### ESTRATTO
===============

La Fascia Adriatica e il futuro del Mediterraneo
di Paolo Passaro
Gli attuali processi di mondializzazione dell’economia evidenziano
una marcata specializzazione della distribuzione internazionale
del lavoro e della produzione. Uno dei risvolti di tale situazione
è il graduale spostamento verso nazioni a più basso costo del
lavoro delle produzioni ad alto tasso di utilizzo della mano
d’opera (“labour intensive”). Già dagli anni ’50 e ’60 del
Novecento Francia, Germania, Gran Bretagna, Olanda, Svezia hanno
decentrato le produzioni del tessile, abbigliamento e calzature.
Tali produzioni sono state installate nei paesi dell’America
Latina, Nord Africa, Estremo Oriente. L’Italia è rimasta
sostanzialmente estranea al fenomeno; anzi, nel corso degli anni
’70 ed ’80 il nostro paese è divenuto il centro della produzione
di qualità del tessile abbigliamento e calzature. L’Italia si è
specializzata nella produzione di vestiario ed accessori di pregio
ed è nato il successo, globale, del “made in Italy”. Il successo
italiano è soprattutto dovuto alla rara combinazione di una serie
di elementi non riproducibili: gusto, tradizione, cura dei
particolari, mano d’opera specializzata di provenienza
artigianale, diffondersi dei distretti produttivi. Nel distretto
si replicano economie di scala, impensabili nelle piccole imprese,
coniugate ad una straordinaria flessibilità e capacità di
circolazione delle conoscenze, in grado di azzerare asimmetrie
informative di natura finanziaria e produttiva. Ci sono anche dei
lati negativi: la non facile replicabilità delle produzioni, che
sono quasi sempre originali, ha determinato una diffusa resistenza
delle piccole imprese verso gli IDE (Investimenti diretti
all’estero). Nel 2000 (anno di cui sono disponibili i dati)

===============

### RECORD ESTRATTI
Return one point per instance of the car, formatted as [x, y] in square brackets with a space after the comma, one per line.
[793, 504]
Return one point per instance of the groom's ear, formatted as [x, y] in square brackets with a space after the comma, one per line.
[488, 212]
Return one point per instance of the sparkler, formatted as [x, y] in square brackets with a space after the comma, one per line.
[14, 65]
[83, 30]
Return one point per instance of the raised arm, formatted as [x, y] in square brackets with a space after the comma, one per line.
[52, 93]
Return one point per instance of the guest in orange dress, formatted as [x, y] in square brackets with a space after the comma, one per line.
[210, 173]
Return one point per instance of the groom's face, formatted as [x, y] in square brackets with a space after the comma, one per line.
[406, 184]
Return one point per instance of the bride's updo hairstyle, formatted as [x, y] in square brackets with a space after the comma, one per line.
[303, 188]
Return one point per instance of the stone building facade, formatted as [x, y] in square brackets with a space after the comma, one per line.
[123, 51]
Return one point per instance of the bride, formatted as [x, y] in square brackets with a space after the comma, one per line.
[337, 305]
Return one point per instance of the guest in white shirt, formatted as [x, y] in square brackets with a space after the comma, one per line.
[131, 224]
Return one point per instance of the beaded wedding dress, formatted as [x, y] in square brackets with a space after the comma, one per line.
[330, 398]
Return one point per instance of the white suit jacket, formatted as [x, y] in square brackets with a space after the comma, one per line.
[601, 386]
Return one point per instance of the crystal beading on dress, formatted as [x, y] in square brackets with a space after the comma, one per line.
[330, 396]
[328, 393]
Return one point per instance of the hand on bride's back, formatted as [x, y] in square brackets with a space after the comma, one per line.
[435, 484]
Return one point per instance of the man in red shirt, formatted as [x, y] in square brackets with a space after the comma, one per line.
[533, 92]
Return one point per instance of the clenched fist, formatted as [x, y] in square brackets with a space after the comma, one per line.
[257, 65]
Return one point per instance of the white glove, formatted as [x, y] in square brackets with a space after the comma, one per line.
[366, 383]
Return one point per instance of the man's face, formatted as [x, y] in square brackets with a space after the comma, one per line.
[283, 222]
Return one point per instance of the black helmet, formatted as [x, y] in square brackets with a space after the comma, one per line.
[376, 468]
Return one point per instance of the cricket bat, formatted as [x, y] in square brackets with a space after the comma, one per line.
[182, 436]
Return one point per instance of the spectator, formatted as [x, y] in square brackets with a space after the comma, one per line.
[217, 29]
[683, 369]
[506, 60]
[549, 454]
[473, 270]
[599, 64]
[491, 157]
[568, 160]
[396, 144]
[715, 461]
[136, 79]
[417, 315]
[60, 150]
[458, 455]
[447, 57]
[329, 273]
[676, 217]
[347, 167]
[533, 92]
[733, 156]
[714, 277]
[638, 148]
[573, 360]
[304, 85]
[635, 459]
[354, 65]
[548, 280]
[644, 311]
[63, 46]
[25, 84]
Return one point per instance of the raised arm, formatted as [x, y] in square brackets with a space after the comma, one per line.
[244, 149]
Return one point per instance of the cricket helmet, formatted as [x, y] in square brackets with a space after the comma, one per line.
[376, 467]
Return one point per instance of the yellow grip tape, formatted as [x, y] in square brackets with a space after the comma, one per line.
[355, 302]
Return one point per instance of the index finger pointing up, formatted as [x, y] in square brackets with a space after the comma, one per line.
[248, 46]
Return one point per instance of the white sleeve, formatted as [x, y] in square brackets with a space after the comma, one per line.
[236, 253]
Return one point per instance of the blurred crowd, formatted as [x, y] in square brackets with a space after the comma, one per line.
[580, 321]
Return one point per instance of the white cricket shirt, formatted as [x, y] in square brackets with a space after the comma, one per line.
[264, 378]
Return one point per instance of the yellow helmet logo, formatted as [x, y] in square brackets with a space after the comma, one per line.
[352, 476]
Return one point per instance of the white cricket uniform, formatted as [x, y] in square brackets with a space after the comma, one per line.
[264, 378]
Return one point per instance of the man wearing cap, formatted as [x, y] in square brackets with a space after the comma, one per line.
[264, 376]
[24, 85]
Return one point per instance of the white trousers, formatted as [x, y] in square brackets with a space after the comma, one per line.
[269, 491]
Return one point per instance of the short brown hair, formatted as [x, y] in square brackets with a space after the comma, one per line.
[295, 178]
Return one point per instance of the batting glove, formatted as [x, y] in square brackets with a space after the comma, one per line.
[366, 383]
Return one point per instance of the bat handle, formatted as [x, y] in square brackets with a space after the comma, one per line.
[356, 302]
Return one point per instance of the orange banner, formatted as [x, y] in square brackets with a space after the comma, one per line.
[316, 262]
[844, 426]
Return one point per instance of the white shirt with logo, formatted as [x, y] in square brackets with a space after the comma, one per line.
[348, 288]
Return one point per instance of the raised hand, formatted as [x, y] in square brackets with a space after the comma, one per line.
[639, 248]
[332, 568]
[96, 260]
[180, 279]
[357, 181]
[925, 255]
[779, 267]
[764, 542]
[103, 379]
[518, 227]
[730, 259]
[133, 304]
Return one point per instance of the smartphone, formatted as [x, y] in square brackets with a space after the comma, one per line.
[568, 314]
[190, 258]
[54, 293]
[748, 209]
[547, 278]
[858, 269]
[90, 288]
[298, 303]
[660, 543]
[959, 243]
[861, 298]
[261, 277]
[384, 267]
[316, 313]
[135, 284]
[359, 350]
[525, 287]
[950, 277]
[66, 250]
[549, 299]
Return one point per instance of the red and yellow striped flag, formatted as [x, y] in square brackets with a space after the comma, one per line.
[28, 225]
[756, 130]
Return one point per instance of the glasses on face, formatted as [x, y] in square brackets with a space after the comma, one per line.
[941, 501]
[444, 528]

===============

### PROBLEMI E COMPITI
1. Rispondi a queste domande sull'estratto:
(a) Quali paesi hanno decentrato le produzioni del tessile, abbigliamento e calzature già dagli anni '50 e '60 del Novecento?
(b) In quali aree sono state installate tali produzioni?
(c) Verso che cosa si è diffusa una resistenza delle piccole imprese?
2. Riassumi l'estratto in due frasi.
3. Per favore, ricopia alla lettera il passo dell'estratto compreso tra "La Fascia Adriatica" e "tessile, abbigliamento e calzature.", estremi inclusi.
I record sono materiale a sé, distinto dall'estratto.

### RISULTATI PER COMPITO
1.
(a) Francia, Germania, Gran Bretagna, Olanda e Svezia.
(b) Nei paesi dell'America Latina, del Nord Africa e dell'Estremo Oriente.
(c) Verso gli IDE (Investimenti diretti all'estero).

2. Con la mondializzazione dell'economia, le produzioni ad alta intensità di manodopera si spostano verso nazioni a più basso costo del lavoro. Mentre vari paesi europei hanno decentrato tessile, abbigliamento e calzature, l'Italia negli anni '70 e '80 è divenuta il centro della produzione di qualità del settore grazie a gusto, tradizione, cura dei particolari, manodopera specializzata e distretti produttivi, ma la difficile replicabilità delle sue produzioni ha portato le piccole imprese a resistere agli IDE.

3.
La Fascia Adriatica e il futuro del Mediterraneo
di Paolo Passaro
Gli attuali processi di mondializzazione dell’economia evidenziano
una marcata specializzazione della distribuzione internazionale
del lavoro e della produzione. Uno dei risvolti di tale situazione
è il graduale spostamento verso nazioni a più basso costo del
lavoro delle produzioni ad alto tasso di utilizzo della mano
d’opera (“labour intensive”). Già dagli anni ’50 e ’60 del
Novecento Francia, Germania, Gran Bretagna, Olanda, Svezia hanno
decentrato le produzioni del tessile, abbigliamento e calzature.